Items from a labeling collection:
:::::
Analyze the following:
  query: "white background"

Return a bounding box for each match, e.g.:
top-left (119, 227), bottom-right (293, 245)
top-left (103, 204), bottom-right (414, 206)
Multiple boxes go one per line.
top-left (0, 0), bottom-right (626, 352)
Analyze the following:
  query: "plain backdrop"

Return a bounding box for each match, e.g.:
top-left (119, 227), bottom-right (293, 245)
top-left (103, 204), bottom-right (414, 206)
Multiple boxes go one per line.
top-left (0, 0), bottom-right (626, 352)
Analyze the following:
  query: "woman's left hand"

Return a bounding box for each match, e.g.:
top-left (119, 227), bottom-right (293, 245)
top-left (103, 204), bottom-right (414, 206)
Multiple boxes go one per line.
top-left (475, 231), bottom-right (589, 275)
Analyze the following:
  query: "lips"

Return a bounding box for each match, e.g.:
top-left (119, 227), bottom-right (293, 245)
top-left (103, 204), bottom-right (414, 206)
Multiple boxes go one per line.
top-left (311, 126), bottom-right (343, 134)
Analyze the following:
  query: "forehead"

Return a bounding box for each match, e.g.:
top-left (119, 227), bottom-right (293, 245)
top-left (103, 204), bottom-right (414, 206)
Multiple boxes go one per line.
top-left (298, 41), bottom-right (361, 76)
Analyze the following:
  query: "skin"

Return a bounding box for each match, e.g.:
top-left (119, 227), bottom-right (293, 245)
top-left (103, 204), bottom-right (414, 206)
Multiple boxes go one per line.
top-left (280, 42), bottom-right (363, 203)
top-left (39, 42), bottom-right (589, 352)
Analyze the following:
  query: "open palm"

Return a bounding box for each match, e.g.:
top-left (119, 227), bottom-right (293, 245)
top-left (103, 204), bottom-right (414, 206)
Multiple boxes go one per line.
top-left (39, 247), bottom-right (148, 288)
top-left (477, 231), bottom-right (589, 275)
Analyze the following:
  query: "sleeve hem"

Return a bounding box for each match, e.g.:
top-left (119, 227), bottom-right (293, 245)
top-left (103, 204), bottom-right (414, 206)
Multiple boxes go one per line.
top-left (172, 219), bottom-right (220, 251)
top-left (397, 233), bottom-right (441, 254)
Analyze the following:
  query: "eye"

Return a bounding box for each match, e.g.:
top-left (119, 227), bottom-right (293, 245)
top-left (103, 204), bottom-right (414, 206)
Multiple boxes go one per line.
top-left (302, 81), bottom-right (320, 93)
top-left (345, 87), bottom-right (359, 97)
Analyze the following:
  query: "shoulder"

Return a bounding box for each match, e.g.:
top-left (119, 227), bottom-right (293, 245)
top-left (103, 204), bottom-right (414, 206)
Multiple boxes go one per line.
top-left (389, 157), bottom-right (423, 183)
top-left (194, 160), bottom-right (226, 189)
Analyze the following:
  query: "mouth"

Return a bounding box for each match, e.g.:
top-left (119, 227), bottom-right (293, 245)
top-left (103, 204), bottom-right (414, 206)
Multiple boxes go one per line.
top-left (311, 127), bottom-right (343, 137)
:::::
## YOUR OBJECTIVE
Could you transcribe every row above word for word, keeping each character and line break unchanged?

## FULL OUTPUT
Analyze the following:
  query: "white background"

Return a bounding box for each match, e.g.:
top-left (119, 227), bottom-right (293, 245)
top-left (103, 204), bottom-right (414, 206)
Multiple boxes go one per line.
top-left (0, 0), bottom-right (626, 352)
Analyze the following:
  query: "plain backdrop"

Return a bounding box for each match, e.g.:
top-left (119, 227), bottom-right (293, 245)
top-left (103, 204), bottom-right (414, 206)
Multiple boxes go one per line.
top-left (0, 0), bottom-right (626, 352)
Analyze the following:
  query: "woman's left hand"

Return a bounding box for each match, e.g.:
top-left (119, 227), bottom-right (293, 245)
top-left (103, 204), bottom-right (414, 206)
Multiple boxes go one per line.
top-left (475, 231), bottom-right (589, 275)
Analyze the following:
  query: "lips"

Return a bounding box for each match, e.g.:
top-left (119, 227), bottom-right (293, 245)
top-left (103, 204), bottom-right (414, 206)
Multiple boxes go one per line.
top-left (311, 126), bottom-right (343, 134)
Analyze the following:
  query: "forehead"

Return a bounding box for each match, e.g.:
top-left (119, 227), bottom-right (293, 245)
top-left (103, 204), bottom-right (414, 206)
Multiple boxes go one per line.
top-left (298, 41), bottom-right (361, 76)
Analyze the following:
  query: "skin"

Return a bounding box for each match, e.g.:
top-left (119, 227), bottom-right (293, 245)
top-left (103, 204), bottom-right (414, 206)
Multiple boxes go one per line.
top-left (280, 42), bottom-right (363, 203)
top-left (39, 42), bottom-right (589, 352)
Analyze the following:
  query: "open palm"

Return a bounding box for each match, e.g.:
top-left (119, 227), bottom-right (293, 245)
top-left (103, 204), bottom-right (414, 206)
Multiple boxes go one per line.
top-left (39, 247), bottom-right (148, 288)
top-left (477, 231), bottom-right (589, 275)
Analyze the following:
  query: "sleeve hem"

Return a bounding box for each match, e.g.:
top-left (119, 227), bottom-right (293, 245)
top-left (103, 204), bottom-right (414, 206)
Multiple boxes go one per line.
top-left (172, 219), bottom-right (220, 251)
top-left (397, 233), bottom-right (441, 254)
Analyze the following:
  query: "eye"

Return a bounding box for each match, e.g.:
top-left (119, 227), bottom-right (293, 245)
top-left (103, 204), bottom-right (414, 206)
Multiple boxes go one per line.
top-left (302, 81), bottom-right (320, 93)
top-left (345, 87), bottom-right (359, 97)
Analyze the following:
  query: "shoulder"

Return a bounding box for each match, e.g.:
top-left (119, 227), bottom-right (293, 245)
top-left (103, 204), bottom-right (414, 206)
Multiple boxes go one per line.
top-left (389, 157), bottom-right (423, 183)
top-left (194, 160), bottom-right (226, 189)
Analyze the following:
  query: "mouth"

Return a bounding box for each match, e.g.:
top-left (119, 227), bottom-right (293, 245)
top-left (103, 204), bottom-right (414, 206)
Multiple boxes go one per line.
top-left (311, 127), bottom-right (343, 137)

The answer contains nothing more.